Reproduza palavra por palavra as linhas da listagem abaixo, começando na linha que contém "Mark the painted" e terminando na linha que contém "Target: blue lanyard", com as duas incluídas.
====== Lista de registros
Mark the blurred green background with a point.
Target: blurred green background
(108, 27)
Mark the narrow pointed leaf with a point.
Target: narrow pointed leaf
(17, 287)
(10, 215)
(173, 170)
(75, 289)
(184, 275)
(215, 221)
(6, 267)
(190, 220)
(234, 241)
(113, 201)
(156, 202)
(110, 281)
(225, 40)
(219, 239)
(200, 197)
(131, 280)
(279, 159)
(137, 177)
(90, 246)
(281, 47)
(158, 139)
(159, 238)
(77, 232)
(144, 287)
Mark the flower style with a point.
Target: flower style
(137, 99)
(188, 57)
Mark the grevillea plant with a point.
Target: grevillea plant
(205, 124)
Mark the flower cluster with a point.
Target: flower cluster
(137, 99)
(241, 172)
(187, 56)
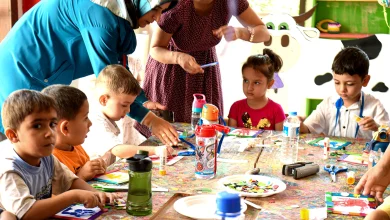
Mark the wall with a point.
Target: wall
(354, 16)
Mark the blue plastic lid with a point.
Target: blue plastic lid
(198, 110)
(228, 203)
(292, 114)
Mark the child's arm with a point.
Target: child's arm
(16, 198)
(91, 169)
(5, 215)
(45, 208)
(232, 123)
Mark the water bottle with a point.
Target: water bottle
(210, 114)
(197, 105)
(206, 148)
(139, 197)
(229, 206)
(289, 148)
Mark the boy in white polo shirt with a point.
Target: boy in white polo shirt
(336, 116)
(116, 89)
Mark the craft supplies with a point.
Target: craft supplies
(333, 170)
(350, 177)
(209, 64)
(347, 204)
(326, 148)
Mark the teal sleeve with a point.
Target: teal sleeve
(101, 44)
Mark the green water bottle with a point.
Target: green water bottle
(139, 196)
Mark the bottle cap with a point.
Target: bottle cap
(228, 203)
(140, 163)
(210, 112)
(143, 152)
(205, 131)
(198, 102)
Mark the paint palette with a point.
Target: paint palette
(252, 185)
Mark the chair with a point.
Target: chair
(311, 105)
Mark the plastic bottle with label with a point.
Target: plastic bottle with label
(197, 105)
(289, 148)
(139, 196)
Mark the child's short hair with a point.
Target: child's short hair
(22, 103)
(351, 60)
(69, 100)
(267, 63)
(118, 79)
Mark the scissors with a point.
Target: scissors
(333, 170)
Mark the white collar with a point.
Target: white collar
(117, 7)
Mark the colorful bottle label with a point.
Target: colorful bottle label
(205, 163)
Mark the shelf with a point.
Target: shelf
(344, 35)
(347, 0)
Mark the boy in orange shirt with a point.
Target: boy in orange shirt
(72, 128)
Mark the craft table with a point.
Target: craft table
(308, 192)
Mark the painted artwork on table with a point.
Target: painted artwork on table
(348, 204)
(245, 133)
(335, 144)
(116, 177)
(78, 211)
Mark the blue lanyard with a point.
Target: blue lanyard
============
====== Lista de registros
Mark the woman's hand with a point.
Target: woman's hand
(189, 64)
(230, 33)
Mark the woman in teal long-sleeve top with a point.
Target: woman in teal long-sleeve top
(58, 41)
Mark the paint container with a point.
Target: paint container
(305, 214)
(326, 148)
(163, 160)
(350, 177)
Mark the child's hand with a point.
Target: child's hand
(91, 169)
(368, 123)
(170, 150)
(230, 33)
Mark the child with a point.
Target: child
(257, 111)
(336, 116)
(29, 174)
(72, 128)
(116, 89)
============
====== Lista de registros
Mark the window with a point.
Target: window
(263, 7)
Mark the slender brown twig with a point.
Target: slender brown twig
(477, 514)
============
**Resposta**
Mark the painted artwork on table with a point.
Target: painted artwork on table
(348, 204)
(245, 133)
(335, 144)
(116, 177)
(78, 211)
Mark the blue lanyard with a point.
Target: blue lanyard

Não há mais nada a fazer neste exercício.